◆ Given request: In the lines from the one containing "Indicate one point per instance of the tan" through the last line, replace "coordinates" with "positions" and give those lines again with nothing else changed.

*** Data extract ***

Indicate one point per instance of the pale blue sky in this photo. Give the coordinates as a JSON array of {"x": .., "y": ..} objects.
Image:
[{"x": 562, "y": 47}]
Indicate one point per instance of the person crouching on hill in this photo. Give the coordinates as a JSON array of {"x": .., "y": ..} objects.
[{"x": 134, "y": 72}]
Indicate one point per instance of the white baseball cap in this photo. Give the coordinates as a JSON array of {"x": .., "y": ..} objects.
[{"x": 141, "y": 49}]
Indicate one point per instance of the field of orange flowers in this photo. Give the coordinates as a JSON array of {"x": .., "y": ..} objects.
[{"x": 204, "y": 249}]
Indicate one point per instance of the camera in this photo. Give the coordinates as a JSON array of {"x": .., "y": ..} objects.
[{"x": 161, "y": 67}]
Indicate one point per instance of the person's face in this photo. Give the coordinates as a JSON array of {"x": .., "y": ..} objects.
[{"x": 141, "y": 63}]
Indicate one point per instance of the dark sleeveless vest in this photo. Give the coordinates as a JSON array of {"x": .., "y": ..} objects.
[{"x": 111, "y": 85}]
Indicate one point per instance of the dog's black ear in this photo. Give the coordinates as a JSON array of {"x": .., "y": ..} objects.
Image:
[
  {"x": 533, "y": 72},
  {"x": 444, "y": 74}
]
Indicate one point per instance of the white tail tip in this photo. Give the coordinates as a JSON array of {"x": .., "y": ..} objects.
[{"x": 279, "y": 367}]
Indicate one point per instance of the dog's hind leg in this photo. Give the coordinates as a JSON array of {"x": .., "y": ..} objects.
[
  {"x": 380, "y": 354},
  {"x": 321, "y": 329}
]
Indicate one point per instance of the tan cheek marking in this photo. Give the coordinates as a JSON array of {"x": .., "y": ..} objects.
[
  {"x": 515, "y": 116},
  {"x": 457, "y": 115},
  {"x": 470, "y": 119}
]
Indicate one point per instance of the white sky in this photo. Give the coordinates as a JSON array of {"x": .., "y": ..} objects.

***

◆ Solution to this problem:
Indicate one point per instance of the tan cheek marking in this photo. Give the positions as a JSON array of {"x": .., "y": ..} objects.
[
  {"x": 515, "y": 116},
  {"x": 457, "y": 115},
  {"x": 470, "y": 119}
]
Indicate one point per instance of the white sky in this photo. Give the positions as a JSON array of {"x": .., "y": ..} objects.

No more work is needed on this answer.